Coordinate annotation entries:
◆ ◆ ◆ ◆ ◆ ◆ ◆

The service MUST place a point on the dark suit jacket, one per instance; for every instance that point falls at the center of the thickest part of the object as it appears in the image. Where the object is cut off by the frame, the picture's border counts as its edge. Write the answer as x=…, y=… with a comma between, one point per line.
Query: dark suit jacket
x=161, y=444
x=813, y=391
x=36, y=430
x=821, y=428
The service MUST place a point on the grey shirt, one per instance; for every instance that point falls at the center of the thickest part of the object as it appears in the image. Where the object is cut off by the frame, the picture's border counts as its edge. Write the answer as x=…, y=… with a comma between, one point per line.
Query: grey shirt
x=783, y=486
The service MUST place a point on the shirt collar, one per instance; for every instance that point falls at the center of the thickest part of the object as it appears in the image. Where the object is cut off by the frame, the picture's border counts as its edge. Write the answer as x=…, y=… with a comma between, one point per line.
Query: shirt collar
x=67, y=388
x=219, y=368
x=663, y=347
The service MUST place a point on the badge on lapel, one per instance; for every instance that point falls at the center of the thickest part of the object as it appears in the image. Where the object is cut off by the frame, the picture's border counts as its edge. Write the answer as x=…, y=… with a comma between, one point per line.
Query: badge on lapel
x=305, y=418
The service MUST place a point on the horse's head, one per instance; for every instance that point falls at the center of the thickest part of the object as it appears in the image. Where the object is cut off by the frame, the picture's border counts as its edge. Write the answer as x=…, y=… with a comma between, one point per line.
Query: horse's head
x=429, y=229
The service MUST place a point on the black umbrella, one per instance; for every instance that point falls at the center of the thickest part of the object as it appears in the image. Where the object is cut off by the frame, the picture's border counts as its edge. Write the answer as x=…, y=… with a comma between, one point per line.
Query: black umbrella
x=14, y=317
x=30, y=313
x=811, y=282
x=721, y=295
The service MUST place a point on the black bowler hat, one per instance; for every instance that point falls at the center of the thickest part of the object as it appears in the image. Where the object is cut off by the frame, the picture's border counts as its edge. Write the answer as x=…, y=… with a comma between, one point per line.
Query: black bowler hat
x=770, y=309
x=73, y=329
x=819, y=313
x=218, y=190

◆ ◆ ◆ ◆ ◆ ◆ ◆

Can you copy the material verbatim from its very first line through the line containing "x=821, y=428", including both of those lines?

**Final result:**
The service MUST place a point on the dark suit jacket, one per instance; for every instance that point falls at the center of the thickest part of the object as it appears in the image. Where the object is cut off by the frame, the picture's border counts as its edge. Write the answer as x=…, y=… with a comma between, one point per line.
Query: dark suit jacket
x=161, y=444
x=813, y=391
x=36, y=430
x=821, y=428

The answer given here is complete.